§ **About this exercise**:
Reproduce the data exactly.

[Data records]
------

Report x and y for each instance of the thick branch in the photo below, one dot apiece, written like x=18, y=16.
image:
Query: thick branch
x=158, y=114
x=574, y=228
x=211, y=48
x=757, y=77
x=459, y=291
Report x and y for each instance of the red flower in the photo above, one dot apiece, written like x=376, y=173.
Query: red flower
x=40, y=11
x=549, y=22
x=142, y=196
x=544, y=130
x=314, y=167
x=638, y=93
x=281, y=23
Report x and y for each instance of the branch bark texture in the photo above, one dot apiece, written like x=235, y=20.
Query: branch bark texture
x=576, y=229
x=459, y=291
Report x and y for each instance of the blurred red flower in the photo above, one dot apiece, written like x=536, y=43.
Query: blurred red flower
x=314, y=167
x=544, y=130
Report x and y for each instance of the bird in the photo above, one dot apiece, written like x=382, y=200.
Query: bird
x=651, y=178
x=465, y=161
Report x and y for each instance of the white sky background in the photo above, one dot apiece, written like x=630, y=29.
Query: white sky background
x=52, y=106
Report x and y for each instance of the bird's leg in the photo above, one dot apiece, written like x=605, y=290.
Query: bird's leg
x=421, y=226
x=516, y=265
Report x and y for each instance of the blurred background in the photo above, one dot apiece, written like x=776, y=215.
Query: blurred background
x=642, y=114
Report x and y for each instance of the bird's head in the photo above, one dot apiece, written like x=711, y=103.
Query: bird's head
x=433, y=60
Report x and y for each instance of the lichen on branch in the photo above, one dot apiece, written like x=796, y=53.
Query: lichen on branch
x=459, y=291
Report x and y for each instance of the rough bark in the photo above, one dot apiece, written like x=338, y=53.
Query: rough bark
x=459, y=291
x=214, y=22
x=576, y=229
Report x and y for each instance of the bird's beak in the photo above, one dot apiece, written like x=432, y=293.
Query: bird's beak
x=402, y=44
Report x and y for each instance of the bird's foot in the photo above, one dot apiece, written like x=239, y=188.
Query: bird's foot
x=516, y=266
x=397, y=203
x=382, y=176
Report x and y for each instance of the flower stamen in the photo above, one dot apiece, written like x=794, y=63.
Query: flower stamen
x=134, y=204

------

§ **Result**:
Report x and y for each instance of the thick branch in the photo below, one dot apiece, written like x=18, y=16.
image:
Query: thick branch
x=158, y=114
x=574, y=228
x=211, y=48
x=757, y=77
x=459, y=291
Report x and y for each instance of the red flower in the photo above, one dot apiece, written like x=376, y=173.
Query: red flower
x=40, y=11
x=549, y=22
x=142, y=196
x=544, y=130
x=314, y=167
x=638, y=93
x=281, y=23
Report x and y for each instance of the branch bark texture in the photo above, one dot apiece, written like x=235, y=20.
Query: branch bark texture
x=576, y=229
x=459, y=291
Report x and y for each instance of the blurred red flower in the photo above, one dot apiece, written like x=536, y=43.
Query: blurred red flower
x=314, y=167
x=544, y=130
Report x and y for each instance of the bird in the photo above, one dot apiece, written like x=382, y=200.
Query: bird
x=651, y=178
x=465, y=161
Report x and y for each instance of the white sky background in the photo above, one dot apiece, written like x=630, y=29.
Query: white sky background
x=52, y=106
Report x and y for each instance of the bird's leg in the photo above, one dot apiece, written like x=605, y=290.
Query: bird's leg
x=421, y=226
x=516, y=265
Report x and y for each instance of the blurred background in the photo above, one dot apiece, written like x=776, y=215.
Query: blurred background
x=642, y=114
Report x and y for each instance of the bird's head in the photo above, one dot apiece, written like x=711, y=103.
Query: bird's head
x=433, y=60
Report x and y for each instance of the lichen on branch in the photo above, one dot apiece, written like x=796, y=53.
Query: lichen on branch
x=459, y=291
Report x and y for each instance of the rough bark in the photo above, one dot apiece, written like x=338, y=53.
Query: rough bark
x=459, y=291
x=214, y=22
x=576, y=229
Report x and y for each instance of the bird's beak in the photo above, one dot apiece, written like x=432, y=293.
Query: bird's beak
x=402, y=44
Report x and y for each instance of the bird's foot in the photo above, one dot apiece, written like x=239, y=188.
Query: bird's foot
x=516, y=266
x=397, y=203
x=382, y=176
Report x and y for each instance of the flower stamen in the photo above, one dot apiece, written like x=794, y=63.
Query: flower stamen
x=134, y=204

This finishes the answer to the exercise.